Extracted records:
╭──

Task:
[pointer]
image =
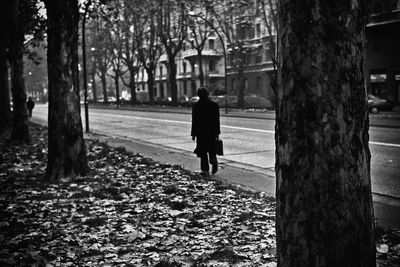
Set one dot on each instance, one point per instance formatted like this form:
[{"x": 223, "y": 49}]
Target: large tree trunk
[
  {"x": 240, "y": 103},
  {"x": 324, "y": 203},
  {"x": 67, "y": 152},
  {"x": 132, "y": 85},
  {"x": 172, "y": 79},
  {"x": 150, "y": 83},
  {"x": 116, "y": 83},
  {"x": 93, "y": 77},
  {"x": 20, "y": 129},
  {"x": 5, "y": 108},
  {"x": 104, "y": 86},
  {"x": 201, "y": 72}
]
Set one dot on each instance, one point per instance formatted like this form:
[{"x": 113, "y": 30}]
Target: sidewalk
[
  {"x": 387, "y": 210},
  {"x": 384, "y": 119}
]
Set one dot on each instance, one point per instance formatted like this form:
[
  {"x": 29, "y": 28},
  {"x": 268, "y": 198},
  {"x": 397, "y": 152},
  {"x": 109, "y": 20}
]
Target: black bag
[{"x": 220, "y": 147}]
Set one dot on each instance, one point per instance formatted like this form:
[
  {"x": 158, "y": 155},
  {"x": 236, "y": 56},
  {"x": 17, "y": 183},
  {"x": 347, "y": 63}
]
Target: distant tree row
[
  {"x": 125, "y": 36},
  {"x": 324, "y": 203}
]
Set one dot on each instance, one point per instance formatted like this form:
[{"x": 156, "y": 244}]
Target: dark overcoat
[{"x": 205, "y": 125}]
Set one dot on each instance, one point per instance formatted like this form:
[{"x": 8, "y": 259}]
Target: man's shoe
[
  {"x": 205, "y": 173},
  {"x": 214, "y": 168}
]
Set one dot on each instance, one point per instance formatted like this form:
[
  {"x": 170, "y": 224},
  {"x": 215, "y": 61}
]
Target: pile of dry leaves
[{"x": 132, "y": 211}]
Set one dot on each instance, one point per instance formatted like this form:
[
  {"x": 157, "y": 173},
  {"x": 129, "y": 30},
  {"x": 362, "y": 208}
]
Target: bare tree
[
  {"x": 199, "y": 31},
  {"x": 148, "y": 48},
  {"x": 233, "y": 18},
  {"x": 100, "y": 54},
  {"x": 130, "y": 52},
  {"x": 20, "y": 129},
  {"x": 67, "y": 152},
  {"x": 5, "y": 107},
  {"x": 270, "y": 17},
  {"x": 172, "y": 31},
  {"x": 324, "y": 203}
]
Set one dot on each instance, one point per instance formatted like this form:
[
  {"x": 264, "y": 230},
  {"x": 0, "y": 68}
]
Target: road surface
[{"x": 248, "y": 142}]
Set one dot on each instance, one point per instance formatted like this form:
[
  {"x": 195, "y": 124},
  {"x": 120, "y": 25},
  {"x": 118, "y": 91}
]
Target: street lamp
[{"x": 192, "y": 14}]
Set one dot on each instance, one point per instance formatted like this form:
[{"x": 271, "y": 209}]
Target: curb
[{"x": 378, "y": 123}]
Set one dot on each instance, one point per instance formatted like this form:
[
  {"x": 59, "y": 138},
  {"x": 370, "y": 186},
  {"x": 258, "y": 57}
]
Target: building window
[
  {"x": 211, "y": 43},
  {"x": 258, "y": 58},
  {"x": 211, "y": 65},
  {"x": 258, "y": 30},
  {"x": 258, "y": 84}
]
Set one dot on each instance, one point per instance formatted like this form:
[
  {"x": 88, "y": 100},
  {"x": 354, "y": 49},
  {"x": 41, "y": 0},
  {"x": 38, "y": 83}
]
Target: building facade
[
  {"x": 383, "y": 50},
  {"x": 218, "y": 60}
]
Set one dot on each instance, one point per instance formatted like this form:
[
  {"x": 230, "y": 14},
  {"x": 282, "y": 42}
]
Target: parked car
[{"x": 376, "y": 104}]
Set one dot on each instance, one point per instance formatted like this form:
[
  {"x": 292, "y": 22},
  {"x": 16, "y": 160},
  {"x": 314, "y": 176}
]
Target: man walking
[{"x": 206, "y": 130}]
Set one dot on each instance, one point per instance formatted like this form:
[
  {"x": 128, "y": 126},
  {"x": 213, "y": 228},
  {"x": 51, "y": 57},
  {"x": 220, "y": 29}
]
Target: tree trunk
[
  {"x": 172, "y": 79},
  {"x": 20, "y": 129},
  {"x": 240, "y": 103},
  {"x": 201, "y": 73},
  {"x": 67, "y": 152},
  {"x": 324, "y": 203},
  {"x": 93, "y": 77},
  {"x": 5, "y": 107},
  {"x": 104, "y": 86},
  {"x": 116, "y": 83},
  {"x": 132, "y": 85},
  {"x": 150, "y": 83}
]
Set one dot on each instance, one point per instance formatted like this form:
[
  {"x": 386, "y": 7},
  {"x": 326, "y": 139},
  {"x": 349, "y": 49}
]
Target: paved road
[{"x": 248, "y": 143}]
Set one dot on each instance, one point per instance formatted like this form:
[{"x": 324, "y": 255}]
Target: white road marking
[
  {"x": 184, "y": 122},
  {"x": 225, "y": 126},
  {"x": 383, "y": 144}
]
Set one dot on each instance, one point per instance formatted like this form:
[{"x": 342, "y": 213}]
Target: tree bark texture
[
  {"x": 324, "y": 203},
  {"x": 241, "y": 55},
  {"x": 132, "y": 85},
  {"x": 201, "y": 73},
  {"x": 104, "y": 86},
  {"x": 5, "y": 107},
  {"x": 20, "y": 129},
  {"x": 150, "y": 83},
  {"x": 93, "y": 77},
  {"x": 67, "y": 152},
  {"x": 116, "y": 83},
  {"x": 172, "y": 79}
]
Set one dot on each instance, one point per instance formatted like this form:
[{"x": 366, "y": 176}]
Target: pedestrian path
[
  {"x": 386, "y": 119},
  {"x": 387, "y": 210}
]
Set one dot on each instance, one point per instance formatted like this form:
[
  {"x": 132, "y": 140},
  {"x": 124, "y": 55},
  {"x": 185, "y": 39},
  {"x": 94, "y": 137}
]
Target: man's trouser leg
[
  {"x": 205, "y": 167},
  {"x": 214, "y": 162}
]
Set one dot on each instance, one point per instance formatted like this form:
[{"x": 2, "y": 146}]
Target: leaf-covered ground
[{"x": 132, "y": 211}]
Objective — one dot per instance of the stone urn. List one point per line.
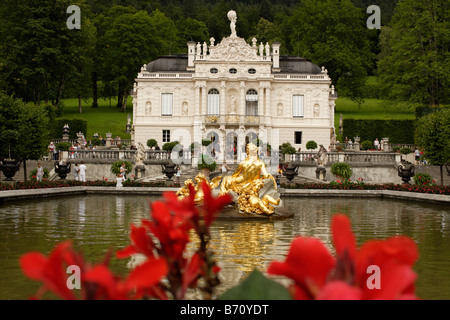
(9, 167)
(406, 172)
(291, 172)
(62, 169)
(169, 170)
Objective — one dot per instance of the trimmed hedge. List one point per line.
(398, 131)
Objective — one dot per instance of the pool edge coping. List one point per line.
(11, 195)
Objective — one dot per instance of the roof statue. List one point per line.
(232, 16)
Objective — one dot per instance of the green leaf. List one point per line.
(257, 287)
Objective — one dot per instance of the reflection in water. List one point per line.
(99, 223)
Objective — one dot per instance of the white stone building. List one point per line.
(236, 92)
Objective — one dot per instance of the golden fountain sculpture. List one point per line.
(253, 188)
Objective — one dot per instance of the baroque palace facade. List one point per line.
(232, 93)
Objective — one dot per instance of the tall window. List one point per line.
(166, 104)
(298, 137)
(166, 135)
(297, 105)
(213, 102)
(251, 103)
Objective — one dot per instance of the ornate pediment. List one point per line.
(233, 49)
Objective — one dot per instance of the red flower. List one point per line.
(319, 275)
(97, 282)
(49, 270)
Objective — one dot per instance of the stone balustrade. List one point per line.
(109, 156)
(375, 157)
(299, 158)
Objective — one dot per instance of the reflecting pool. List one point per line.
(98, 223)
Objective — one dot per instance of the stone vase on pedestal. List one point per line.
(9, 167)
(139, 172)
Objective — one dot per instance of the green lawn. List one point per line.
(370, 109)
(102, 119)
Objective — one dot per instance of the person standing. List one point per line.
(376, 144)
(76, 171)
(119, 181)
(123, 171)
(39, 172)
(225, 169)
(51, 149)
(178, 174)
(82, 172)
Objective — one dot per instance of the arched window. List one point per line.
(251, 103)
(213, 102)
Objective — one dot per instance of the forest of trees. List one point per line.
(42, 60)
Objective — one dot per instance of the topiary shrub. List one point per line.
(366, 145)
(96, 141)
(115, 167)
(310, 145)
(423, 179)
(33, 174)
(63, 146)
(151, 143)
(342, 170)
(405, 150)
(168, 146)
(206, 162)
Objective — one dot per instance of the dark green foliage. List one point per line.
(342, 170)
(414, 61)
(398, 131)
(422, 111)
(366, 145)
(75, 126)
(257, 287)
(433, 135)
(24, 129)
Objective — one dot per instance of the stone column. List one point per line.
(242, 100)
(204, 106)
(197, 103)
(223, 107)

╰──

INSTRUCTION:
Return precisely the lines of the records, starting with the line that holds "Objective — one dot per instance of the roof" and ending with the last one.

TASK SOLUTION:
Objective — one dot per instance of the roof statue. List one point per line.
(232, 16)
Objective — one dot per instance of the green leaf. List one point per line.
(257, 287)
Objective — one dot per instance of the reflection in water. List one point per line.
(99, 223)
Objective — one dot per instance of the white stone building. List one point per line.
(236, 92)
Objective — one dot per instance of the golden fountain sculpture. List one point per line.
(253, 188)
Objective — one dot per instance of the baroque palace facade. List one point per line.
(232, 93)
Objective — one dot per instance of the tall window. List one point per line.
(166, 104)
(298, 137)
(166, 135)
(297, 105)
(213, 102)
(251, 103)
Objective — one dot per instance of the ornate pediment. List one point per line.
(233, 49)
Objective — one dot per instance of the red flower. List one point per line.
(319, 275)
(97, 282)
(49, 270)
Objective — one dot per instance of the stone balustrade. List one point per line.
(109, 156)
(375, 157)
(299, 158)
Objective — one dot per instance of the reflecting pool. List one point per line.
(98, 223)
Objective — one dot per instance of the stone vase on pedestal. List one point per line.
(9, 167)
(139, 172)
Objective — one dot per instance of the green lawn. List one point per line.
(370, 109)
(102, 119)
Objective — one dot per instance of the person standing. List one point per line.
(376, 144)
(76, 171)
(119, 181)
(123, 171)
(39, 172)
(225, 169)
(51, 149)
(178, 174)
(82, 172)
Objective — one dot per instance of the arched window. List one point per line.
(251, 103)
(213, 102)
Objective — one dot per instance of the forest of trees. List one point per line.
(42, 60)
Objective — one dot per instance of the topiary shrub. List one point per line.
(366, 145)
(96, 141)
(115, 167)
(310, 145)
(423, 179)
(33, 174)
(63, 146)
(151, 143)
(342, 170)
(405, 150)
(168, 146)
(206, 162)
Objective — one dot per instance of the dark green foliage. List one point per line.
(342, 170)
(414, 61)
(398, 131)
(422, 111)
(366, 145)
(75, 126)
(257, 287)
(433, 135)
(24, 129)
Objective — one dot per instance of the stone column. List one point per line.
(242, 100)
(204, 106)
(197, 103)
(223, 107)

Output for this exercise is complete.